TASK BRIEF — Starting at the line below that contains "Exercise. Mark the glass", print each line through the end of the records exactly as it appears.
***
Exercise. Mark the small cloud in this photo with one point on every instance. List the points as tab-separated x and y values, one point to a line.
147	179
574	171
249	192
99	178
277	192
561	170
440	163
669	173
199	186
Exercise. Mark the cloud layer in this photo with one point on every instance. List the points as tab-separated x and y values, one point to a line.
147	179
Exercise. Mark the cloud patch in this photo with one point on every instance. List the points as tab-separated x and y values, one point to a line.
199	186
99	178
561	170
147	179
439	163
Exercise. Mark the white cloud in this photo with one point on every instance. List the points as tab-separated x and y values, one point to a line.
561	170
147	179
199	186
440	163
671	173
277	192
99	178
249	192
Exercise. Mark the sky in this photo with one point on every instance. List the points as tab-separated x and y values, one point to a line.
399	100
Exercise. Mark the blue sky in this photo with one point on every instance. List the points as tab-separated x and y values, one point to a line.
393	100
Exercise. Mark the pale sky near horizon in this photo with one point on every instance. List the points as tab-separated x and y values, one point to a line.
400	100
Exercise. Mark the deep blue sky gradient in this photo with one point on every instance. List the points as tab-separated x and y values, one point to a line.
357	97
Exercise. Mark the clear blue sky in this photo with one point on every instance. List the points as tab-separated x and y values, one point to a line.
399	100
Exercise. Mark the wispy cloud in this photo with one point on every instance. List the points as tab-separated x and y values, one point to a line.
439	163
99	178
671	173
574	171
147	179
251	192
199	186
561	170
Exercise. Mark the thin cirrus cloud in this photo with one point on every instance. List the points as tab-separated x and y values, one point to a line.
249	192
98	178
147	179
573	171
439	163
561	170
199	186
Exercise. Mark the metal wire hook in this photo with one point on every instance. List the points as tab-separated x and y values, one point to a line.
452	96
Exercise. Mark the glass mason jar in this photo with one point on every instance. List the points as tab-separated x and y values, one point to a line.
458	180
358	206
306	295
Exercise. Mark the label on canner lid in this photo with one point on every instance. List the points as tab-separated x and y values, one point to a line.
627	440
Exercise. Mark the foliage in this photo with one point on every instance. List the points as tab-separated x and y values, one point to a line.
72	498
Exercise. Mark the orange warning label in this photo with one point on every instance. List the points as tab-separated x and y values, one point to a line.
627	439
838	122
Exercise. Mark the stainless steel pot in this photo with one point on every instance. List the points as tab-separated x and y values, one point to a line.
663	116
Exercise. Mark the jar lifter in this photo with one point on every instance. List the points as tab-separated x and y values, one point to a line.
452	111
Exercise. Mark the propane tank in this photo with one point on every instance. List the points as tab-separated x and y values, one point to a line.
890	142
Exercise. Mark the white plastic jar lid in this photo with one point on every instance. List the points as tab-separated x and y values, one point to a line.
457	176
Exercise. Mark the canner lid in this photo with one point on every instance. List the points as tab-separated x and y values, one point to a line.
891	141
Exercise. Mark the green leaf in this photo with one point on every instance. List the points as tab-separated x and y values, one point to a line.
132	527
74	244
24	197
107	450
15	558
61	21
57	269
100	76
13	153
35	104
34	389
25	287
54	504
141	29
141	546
***
SOLUTION TO THE EXERCISE —
Exercise. Mark the glass mason jar in this photo with one point on every instance. List the points as tab-separated x and y values, one point to a line.
458	180
358	206
306	295
Exercise. Mark the label on canner lid in this photo with one point on every instance. List the points as tab-separated x and y values, one point to a line.
627	440
Exercise. Mark the foliage in this photo with one point on every instance. List the points as tab-separated x and y values, one point to a line.
72	498
Exercise. Mark the orange warning label in this photo with one point on every instance. List the points as tab-separated x and y values, one point to a line.
627	439
838	122
Exercise. Mark the stainless steel pot in this photo with one point on every instance. List the points as tab-separated x and y values, one point to a line.
663	116
Exercise. Mark the jar lifter in this photo with one point on every instance. List the points as tab-separated x and y values, one point to a line.
452	111
Exercise. Mark the propane tank in this photo with one point on every instance. List the points as tab-separated x and y values, one point to a line.
890	142
Exercise. Mark the white plastic jar lid in this photo with one point on every instance. List the points as tab-separated x and y values, one point to a line.
457	176
Exercise. Mark the canner lid in this photo with one point on every instance. List the points as tab-separated x and y values, one point to a line.
891	141
Exercise. Mark the green leaf in this photo with one point on every instance. List the points as tab-separated x and y values, one point to a line.
132	527
74	244
24	197
107	450
15	558
61	21
57	269
100	76
13	153
35	104
34	389
25	287
54	504
141	29
141	546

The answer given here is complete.